Bundled Payments

Bundled payments are value-based payment models used to maintain health care quality while reducing costs and increasing efficiency. In a bundled payment, health care providers are reimbursed based on the expected costs for specific episodes of patient care. This differs from fee-for-service, or volume of care, in which providers are paid for each service they provide to a patient, and capitation, in which providers are paid a lump sum per patient regardless of the number of services the patient receives. However, whether bundled payments can help health systems achieve cost-effective, quality service through coordinated care is still uncertain.

Bundled payments are more than simply grouping together commonly associated services. The goal of bundled payments is to provide a better level of care for patients by creating a structure that recognizes physicians as the clinical leaders and keeps physician risk manageable by paying for the value of care rather than the volume of care.

At its core, a bundled payment is reimbursement for clinically defined episodes of care. These episodes of care can be simple, like a stress test administered by a single provider, or complex, like a one-year payment for cancer treatment that includes multiple providers and settings of care.

Data under study:
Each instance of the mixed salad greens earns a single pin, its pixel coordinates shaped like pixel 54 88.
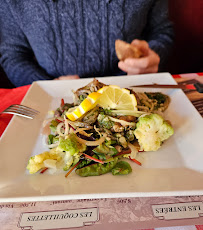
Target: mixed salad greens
pixel 102 139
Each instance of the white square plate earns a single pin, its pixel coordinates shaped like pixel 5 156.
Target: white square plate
pixel 175 169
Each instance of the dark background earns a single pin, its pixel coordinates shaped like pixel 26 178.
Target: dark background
pixel 187 54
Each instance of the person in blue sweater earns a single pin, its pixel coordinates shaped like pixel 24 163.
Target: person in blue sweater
pixel 68 39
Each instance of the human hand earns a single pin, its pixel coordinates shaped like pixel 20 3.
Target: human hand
pixel 149 63
pixel 67 77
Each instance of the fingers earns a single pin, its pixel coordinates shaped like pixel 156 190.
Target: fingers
pixel 68 77
pixel 148 64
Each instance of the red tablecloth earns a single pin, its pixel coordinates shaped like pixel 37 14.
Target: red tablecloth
pixel 15 96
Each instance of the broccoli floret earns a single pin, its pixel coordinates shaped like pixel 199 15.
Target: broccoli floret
pixel 151 130
pixel 71 145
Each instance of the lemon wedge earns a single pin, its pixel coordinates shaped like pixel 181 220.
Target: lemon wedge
pixel 87 104
pixel 114 97
pixel 109 97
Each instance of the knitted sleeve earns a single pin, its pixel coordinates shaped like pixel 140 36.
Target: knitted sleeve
pixel 16 55
pixel 159 31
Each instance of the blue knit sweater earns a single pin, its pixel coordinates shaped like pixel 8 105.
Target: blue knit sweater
pixel 45 39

Task instructions:
**1.** From the bundled payments text, extract the passage from "At its core, a" up to and including "settings of care.", copying it word for word.
**2.** Please write what comes next in the bundled payments text, starting after its final sentence.

Exercise results:
**1.**
At its core, a bundled payment is reimbursement for clinically defined episodes of care. These episodes of care can be simple, like a stress test administered by a single provider, or complex, like a one-year payment for cancer treatment that includes multiple providers and settings of care.

**2.**
As the health care system shifts from a volume-based payment model to value-based payment model, bundled payments are growing in use. This shift is evident in the U.S. Department of Health & Human Services’ announcement to tie “30 percent of traditional, or fee-for-service, Medicare payments to quality or value through alternative payment models” by the end of 2016, and to tie “50 percent of payments to these models by the end of 2018.”

There is the potential, however, that bundled payments may have unintended consequences, including underutilization of needed, but costly, services or avoiding caring for the sickest patients. Bundled payments tend to lower the amount of reimbursement to individual providers, incentivizing providers to use fewer and lower-cost services.